- GIVEN REQUEST
Write out every line of the records below again, requests included, adding 64 to each coordinate in the answers. Leave out the pictures.

- RECORDS FOR THIS EXERCISE
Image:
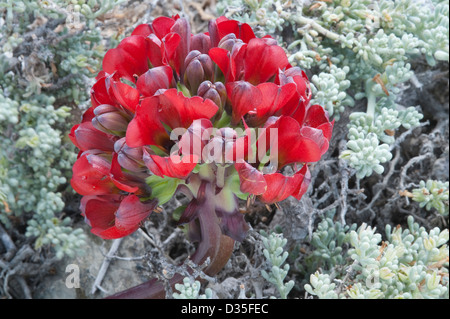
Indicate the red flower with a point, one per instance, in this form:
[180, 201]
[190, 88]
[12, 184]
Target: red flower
[115, 216]
[196, 112]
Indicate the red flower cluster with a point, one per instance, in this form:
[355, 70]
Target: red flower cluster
[163, 78]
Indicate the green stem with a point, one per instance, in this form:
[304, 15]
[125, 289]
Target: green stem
[213, 245]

- WRITTEN SOLUTION
Image:
Indicate the red flower with a point, one per instance, in this form:
[180, 201]
[190, 88]
[12, 184]
Target: red flower
[179, 280]
[260, 176]
Indicate the red flower cluster with a point, one per instance, in this form:
[355, 70]
Target: red flower cluster
[227, 142]
Indicate the green stem with a point, one per instance, in this form:
[304, 15]
[125, 289]
Target: green stem
[277, 309]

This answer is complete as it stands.